**** Trecho dado ****

Experiências estéticas de uma literatura emergente

A literatura produzida na periferia paulistana desde o ano 2000 expressa-se como uma ideia coletiva compartilhada por um significativo grupo de autores e autoras. Trata-se de um movimento baseado em práticas literárias vivenciadas em espaços culturais de bairros periféricos não só da Capital, mas da Região Metropolitana de São Paulo. Dessa forma, entendo que seja um fenômeno que se manifesta no contexto da cultura popular urbana, isto é, de um movimento amplo de manifestações simbólicas vinculadas às classes populares dos centros urbanos.

**** Extrato dos dados ****

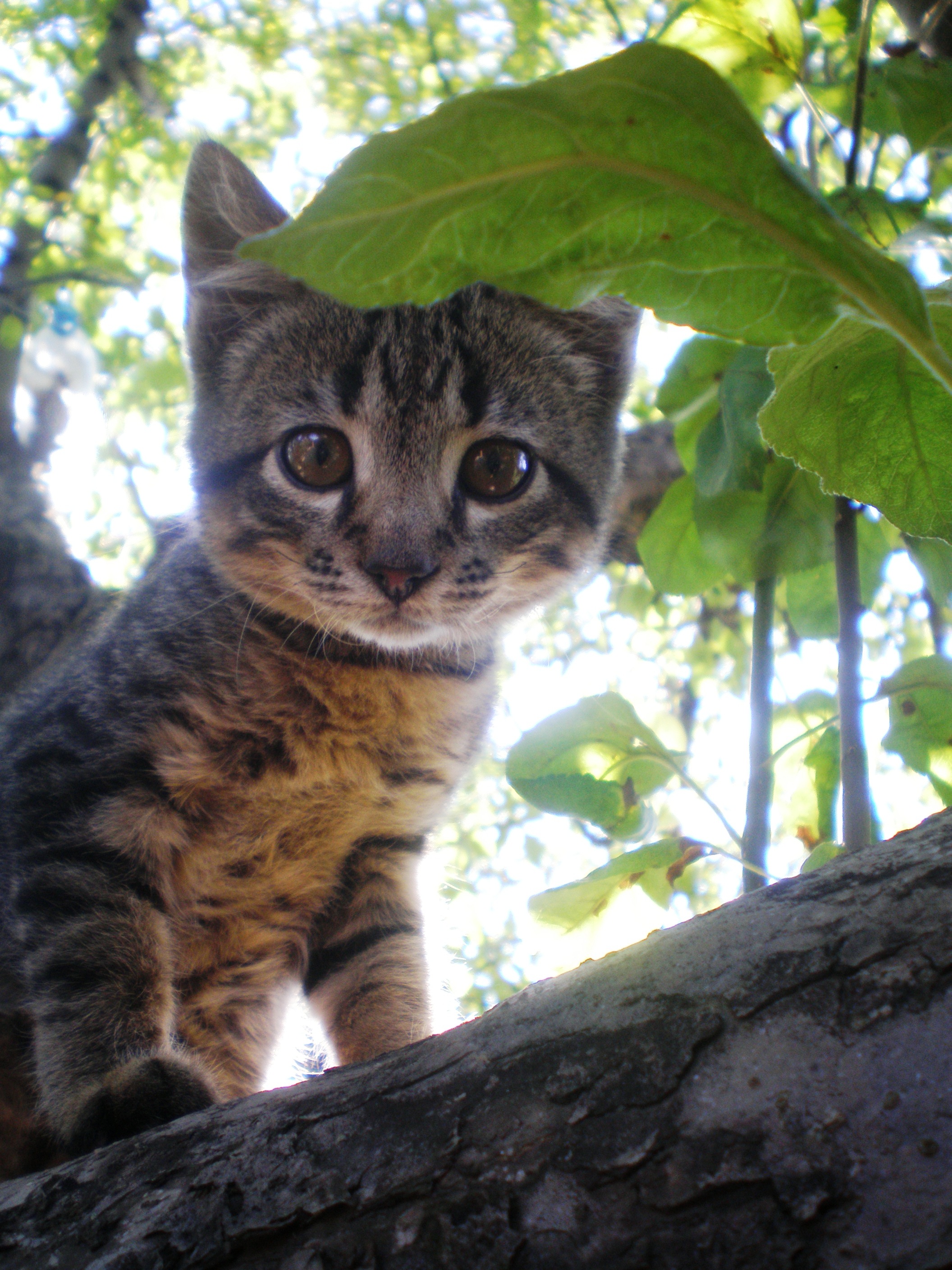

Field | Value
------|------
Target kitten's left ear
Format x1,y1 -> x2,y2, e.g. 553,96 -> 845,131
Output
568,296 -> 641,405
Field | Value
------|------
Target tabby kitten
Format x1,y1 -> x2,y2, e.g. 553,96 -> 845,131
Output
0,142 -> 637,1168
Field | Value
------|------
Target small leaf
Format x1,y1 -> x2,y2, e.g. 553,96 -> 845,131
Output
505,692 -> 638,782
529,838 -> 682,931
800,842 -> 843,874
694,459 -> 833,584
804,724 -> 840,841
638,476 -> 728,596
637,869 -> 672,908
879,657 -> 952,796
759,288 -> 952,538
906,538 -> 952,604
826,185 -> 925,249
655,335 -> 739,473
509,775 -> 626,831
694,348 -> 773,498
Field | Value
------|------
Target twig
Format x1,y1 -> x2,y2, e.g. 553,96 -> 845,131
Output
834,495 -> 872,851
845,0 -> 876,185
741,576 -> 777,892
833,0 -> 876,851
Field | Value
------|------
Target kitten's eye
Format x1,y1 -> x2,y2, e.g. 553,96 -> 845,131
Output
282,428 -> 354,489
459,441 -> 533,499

****

[Tarefa 1]: Indique se cada afirmação a seguir está de acordo com o trecho sobre a literatura da periferia paulistana, respondendo sim ou não e citando as palavras exatas do trecho que decidem a questão. (a) A literatura em questão é produzida desde o ano 2000. (b) O movimento se restringe aos bairros periféricos da Capital. (c) O fenômeno se manifesta no contexto da cultura erudita.
[Tarefa 2]: Dê continuidade ao trecho sobre a literatura da periferia paulistana a partir da última frase apresentada.

[Resposta 1]:
(a) Sim: "desde o ano 2000".
(b) Não: "não só da Capital, mas da Região Metropolitana de São Paulo".
(c) Não: "no contexto da cultura popular urbana".

[Resposta 2]:
Dito isso, tal produção literária não pode ser vista como um movimento vinculado à tradição da literatura brasileira, pelo menos enquanto está em pleno processo. Entendida como uma cultura emergente, nos termos em que propõe Raymond Williams [1], a literatura periférica paulistana requer, enquanto objeto de investigação, uma abordagem analítica que dê conta da sua vitalidade cultural e artística, sem os imperativos das classificações dominantes que consagram as criações por um critério valorativo de qualidade estética. Na tradição da crítica literária brasileira, mesmo de esquerda, isso corresponde aos parâmetros do cânone.

A fim de desatar esse nó é que analiso a escrita periférica como um movimento de práticas literárias e não um movimento literário, definição que traria no seu bojo um desejo de inserção numa tradição estabelecida. 

Sendo assim, “experiências estéticas de uma literatura emergente” é uma forma cuidadosa de abordar o tema. A prudência, porém, não impede de afirmar a existência de uma literatura própria da periferia, mas esta é ainda uma instância que só identifico em um plano material específico, num dado contexto social como já foi dito, não uma generalização estabelecida consensualmente.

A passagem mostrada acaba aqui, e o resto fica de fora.